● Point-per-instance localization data
+ + + + +
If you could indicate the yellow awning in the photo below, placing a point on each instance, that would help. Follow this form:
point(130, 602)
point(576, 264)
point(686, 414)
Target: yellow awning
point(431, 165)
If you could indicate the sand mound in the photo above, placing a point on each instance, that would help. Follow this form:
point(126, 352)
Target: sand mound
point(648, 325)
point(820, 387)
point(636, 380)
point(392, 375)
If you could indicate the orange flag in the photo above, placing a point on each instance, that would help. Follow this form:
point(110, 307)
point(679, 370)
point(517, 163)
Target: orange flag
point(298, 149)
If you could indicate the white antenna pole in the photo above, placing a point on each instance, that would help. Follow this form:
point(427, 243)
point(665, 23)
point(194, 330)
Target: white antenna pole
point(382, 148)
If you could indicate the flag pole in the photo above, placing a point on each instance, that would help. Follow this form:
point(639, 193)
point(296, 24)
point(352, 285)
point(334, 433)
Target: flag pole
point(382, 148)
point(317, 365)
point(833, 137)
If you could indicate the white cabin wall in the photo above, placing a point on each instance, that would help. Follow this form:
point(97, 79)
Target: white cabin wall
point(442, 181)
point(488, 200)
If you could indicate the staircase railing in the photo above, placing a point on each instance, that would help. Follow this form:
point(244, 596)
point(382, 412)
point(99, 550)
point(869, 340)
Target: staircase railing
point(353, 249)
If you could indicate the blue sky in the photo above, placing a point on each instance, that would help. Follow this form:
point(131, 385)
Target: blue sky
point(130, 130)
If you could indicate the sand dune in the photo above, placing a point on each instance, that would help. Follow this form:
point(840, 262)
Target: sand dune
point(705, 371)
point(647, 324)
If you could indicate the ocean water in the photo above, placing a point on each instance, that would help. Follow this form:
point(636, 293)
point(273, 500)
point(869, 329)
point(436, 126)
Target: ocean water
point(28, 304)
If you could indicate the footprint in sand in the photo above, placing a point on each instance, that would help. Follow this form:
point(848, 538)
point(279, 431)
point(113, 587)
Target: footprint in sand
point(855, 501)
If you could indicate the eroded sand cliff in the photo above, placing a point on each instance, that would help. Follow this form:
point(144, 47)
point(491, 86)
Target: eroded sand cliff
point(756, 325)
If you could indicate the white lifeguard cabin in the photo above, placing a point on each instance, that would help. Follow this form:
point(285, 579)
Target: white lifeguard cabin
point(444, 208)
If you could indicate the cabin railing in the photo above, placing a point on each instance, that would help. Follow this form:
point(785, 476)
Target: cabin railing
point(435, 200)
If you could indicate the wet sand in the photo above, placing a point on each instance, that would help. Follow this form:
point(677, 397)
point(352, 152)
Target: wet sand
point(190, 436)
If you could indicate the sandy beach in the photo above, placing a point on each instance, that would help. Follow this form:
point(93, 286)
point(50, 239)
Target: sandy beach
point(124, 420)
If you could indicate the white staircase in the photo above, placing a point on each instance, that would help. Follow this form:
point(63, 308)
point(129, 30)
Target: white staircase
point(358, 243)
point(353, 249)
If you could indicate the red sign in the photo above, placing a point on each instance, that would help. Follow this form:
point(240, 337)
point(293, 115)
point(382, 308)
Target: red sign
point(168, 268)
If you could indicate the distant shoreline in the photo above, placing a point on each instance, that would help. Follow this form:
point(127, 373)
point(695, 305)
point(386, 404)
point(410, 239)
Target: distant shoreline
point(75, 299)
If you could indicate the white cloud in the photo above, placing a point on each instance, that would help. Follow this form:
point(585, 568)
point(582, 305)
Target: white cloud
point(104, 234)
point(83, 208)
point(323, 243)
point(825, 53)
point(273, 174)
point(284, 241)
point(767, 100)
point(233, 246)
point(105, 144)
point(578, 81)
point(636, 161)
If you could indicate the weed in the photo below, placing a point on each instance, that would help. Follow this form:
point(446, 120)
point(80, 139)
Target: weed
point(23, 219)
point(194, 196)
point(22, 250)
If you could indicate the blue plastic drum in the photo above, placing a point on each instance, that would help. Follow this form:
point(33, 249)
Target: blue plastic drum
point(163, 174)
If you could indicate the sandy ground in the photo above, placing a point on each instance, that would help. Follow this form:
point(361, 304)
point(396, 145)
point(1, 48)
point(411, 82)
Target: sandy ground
+ + + + +
● WHAT THE EXERCISE ASKS
Set down the data once more, word for word.

● SOLUTION
If you could indicate the yellow awning in the photo below, placing a point on each instance, that would help. Follow this form:
point(130, 602)
point(576, 264)
point(686, 414)
Target: yellow awning
point(431, 165)
If you could indicate the sand mound in the photo above, placing a point on each instance, that would help. Follow this form:
point(126, 352)
Target: sand mound
point(648, 325)
point(820, 387)
point(636, 380)
point(392, 375)
If you could indicate the orange flag in the photo above, placing a point on each instance, that would help. Follow this form:
point(110, 307)
point(679, 370)
point(517, 163)
Target: orange flag
point(298, 149)
If you could indicate the white antenna pole in the photo above, placing a point on each instance, that would help. Follow this form:
point(427, 243)
point(665, 23)
point(194, 330)
Target: white antenna pole
point(382, 148)
If you could indicate the flag pole in the photo above, placing a point on each instance, that would help. Follow this form:
point(639, 193)
point(296, 24)
point(352, 285)
point(334, 433)
Target: flag pole
point(382, 148)
point(317, 365)
point(833, 137)
If you could indicate the white cabin wall in the photo above, placing a point on each instance, that would help. Follow this form:
point(97, 79)
Target: white cabin wall
point(442, 181)
point(488, 200)
If you could indicate the staircase railing in the photo above, placing a point on each instance, that would help. Follow this form:
point(244, 596)
point(382, 412)
point(99, 550)
point(869, 340)
Target: staircase railing
point(353, 249)
If you could indicate the blue sky in the photo above, placing a point on each instance, that would help. Follow this form:
point(131, 385)
Target: blue sky
point(130, 130)
If you could indicate the sand dune in the photo above, placing a point on each instance, that would help. Follow this form:
point(840, 262)
Target: sand dune
point(705, 371)
point(647, 324)
If you could indicate the ocean water in the photo above, placing a point on each instance, that would help. Follow this form:
point(636, 293)
point(273, 500)
point(869, 329)
point(436, 126)
Target: ocean water
point(28, 304)
If you could indicate the footprint in sand in the photo above, placing a point on each instance, that would help. Follow this form:
point(848, 538)
point(279, 431)
point(113, 587)
Target: footprint in sand
point(855, 501)
If you could indicate the eroded sand cliff in the photo above, placing a point on each instance, that would help. Follow this form:
point(144, 47)
point(491, 86)
Target: eroded sand cliff
point(756, 325)
If you could indicate the white lifeguard cabin in the photo above, placing a point on each instance, that would help. Follow this form:
point(285, 579)
Target: white lifeguard cabin
point(444, 208)
If you could indicate the cabin railing in the photo above, placing a point on each instance, that would help. Follow this form:
point(785, 476)
Target: cabin railing
point(435, 200)
If you could indicate the wet sand in the photo above, placing a point on each instance, that would help. Follow this form:
point(677, 397)
point(352, 152)
Target: wet sand
point(190, 436)
If you could indicate the sandy beach in the photo above, placing a point on each instance, that would help. Follow this form:
point(93, 286)
point(50, 239)
Target: sandy beach
point(124, 420)
If you could indicate the white staircase in the photo above, placing a point on each instance, that would help. Follow this form:
point(63, 308)
point(129, 30)
Target: white staircase
point(358, 243)
point(353, 249)
If you could indicate the red sign in the photo above, placing a point on each instance, that would help. Follow this form:
point(240, 337)
point(293, 115)
point(382, 308)
Target: red sign
point(168, 268)
If you could indicate the distant shoreline in the photo above, placing a point on each instance, that would help. Follow this form:
point(127, 373)
point(695, 305)
point(386, 404)
point(410, 239)
Target: distant shoreline
point(75, 299)
If you could indicate the white cloud in the photo above, placing a point on each instance, that would help. Follow this form:
point(585, 568)
point(582, 305)
Target: white cloud
point(104, 234)
point(83, 208)
point(323, 243)
point(825, 53)
point(273, 174)
point(284, 241)
point(767, 100)
point(233, 246)
point(105, 144)
point(578, 81)
point(636, 161)
If you could indicate the weed in the photo below, placing a point on each instance, that would help. Follow this form:
point(446, 120)
point(80, 139)
Target: weed
point(23, 219)
point(194, 196)
point(22, 250)
If you could indicate the blue plastic drum in the photo above, placing a point on each instance, that would help. Follow this form:
point(33, 249)
Target: blue plastic drum
point(163, 174)
If you could indicate the sandy ground in the photo above, placing a point on each instance, that would help. Follow this form:
point(361, 304)
point(396, 145)
point(1, 48)
point(411, 82)
Target: sandy ground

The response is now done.